20 Outubro 2021
"Simpático, o Cardeal Grech. Simpático e despreocupado como a Sra. Banks. Ela pleiteava o voto para as mulheres, ele pleiteia o voto para ninguém. Ou talvez eu tenha entendido mal", escreve Anita Prati, em artigo publicado por Settimana News, 19-10-2021. A tradução é de Luisa Rabolini.
Na sociedade é garantido o direito de voto às mulheres. E na Igreja? As antigas exclusões prevalecerão? O Sínodo será capaz de superar esse atraso?
Winifred Banks é certamente uma das personagens mais simpáticas do clássico da Disney Mary Poppins, lançado nos Estados Unidos no verão de 1964 e na Itália no ano seguinte. Esposa do rígido e empolado Sr. Banks, banqueiro totalmente dedicado à ordem e ao trabalho, e mãe de Jane e Michael, os dois pequenos moleques que serão confiados aos cuidados de Mary Poppins, uma babá "praticamente perfeita", Winifred faz seu primeiro aparecimento no filme - ambientado no início do século XX em Londres - quando entra em casa cantarolando alegremente.

# TAREFA:
Devolva o texto citado acima por inteiro, sem mudar nada. Os dados a seguir não entram neste exercício.

[Registros de dados salvos]

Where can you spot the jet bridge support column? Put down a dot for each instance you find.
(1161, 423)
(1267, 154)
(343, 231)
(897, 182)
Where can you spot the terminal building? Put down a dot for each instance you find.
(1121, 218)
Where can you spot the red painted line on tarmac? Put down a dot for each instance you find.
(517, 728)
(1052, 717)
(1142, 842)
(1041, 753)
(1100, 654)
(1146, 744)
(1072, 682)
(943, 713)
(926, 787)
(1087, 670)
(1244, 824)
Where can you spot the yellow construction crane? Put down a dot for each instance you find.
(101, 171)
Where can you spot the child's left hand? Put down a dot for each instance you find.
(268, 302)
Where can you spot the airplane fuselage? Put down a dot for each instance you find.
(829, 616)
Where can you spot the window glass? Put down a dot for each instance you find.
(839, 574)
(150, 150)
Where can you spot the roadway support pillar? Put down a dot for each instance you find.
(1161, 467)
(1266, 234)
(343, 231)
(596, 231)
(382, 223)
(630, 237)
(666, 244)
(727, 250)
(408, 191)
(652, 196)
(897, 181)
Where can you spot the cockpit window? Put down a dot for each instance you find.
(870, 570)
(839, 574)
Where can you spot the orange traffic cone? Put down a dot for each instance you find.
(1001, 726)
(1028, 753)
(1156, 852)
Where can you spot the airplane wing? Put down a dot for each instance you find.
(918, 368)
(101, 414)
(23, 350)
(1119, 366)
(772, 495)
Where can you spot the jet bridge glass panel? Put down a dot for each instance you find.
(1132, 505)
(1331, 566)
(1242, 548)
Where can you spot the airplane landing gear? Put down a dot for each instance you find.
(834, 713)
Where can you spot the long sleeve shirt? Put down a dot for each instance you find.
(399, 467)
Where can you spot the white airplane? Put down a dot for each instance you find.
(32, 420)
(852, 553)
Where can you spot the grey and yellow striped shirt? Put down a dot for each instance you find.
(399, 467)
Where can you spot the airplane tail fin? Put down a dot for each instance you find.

# RESPOSTA AO EXERCÍCIO:
20 Outubro 2021
"Simpático, o Cardeal Grech. Simpático e despreocupado como a Sra. Banks. Ela pleiteava o voto para as mulheres, ele pleiteia o voto para ninguém. Ou talvez eu tenha entendido mal", escreve Anita Prati, em artigo publicado por Settimana News, 19-10-2021. A tradução é de Luisa Rabolini.
Na sociedade é garantido o direito de voto às mulheres. E na Igreja? As antigas exclusões prevalecerão? O Sínodo será capaz de superar esse atraso?
Winifred Banks é certamente uma das personagens mais simpáticas do clássico da Disney Mary Poppins, lançado nos Estados Unidos no verão de 1964 e na Itália no ano seguinte. Esposa do rígido e empolado Sr. Banks, banqueiro totalmente dedicado à ordem e ao trabalho, e mãe de Jane e Michael, os dois pequenos moleques que serão confiados aos cuidados de Mary Poppins, uma babá "praticamente perfeita", Winifred faz seu primeiro aparecimento no filme - ambientado no início do século XX em Londres - quando entra em casa cantarolando alegremente.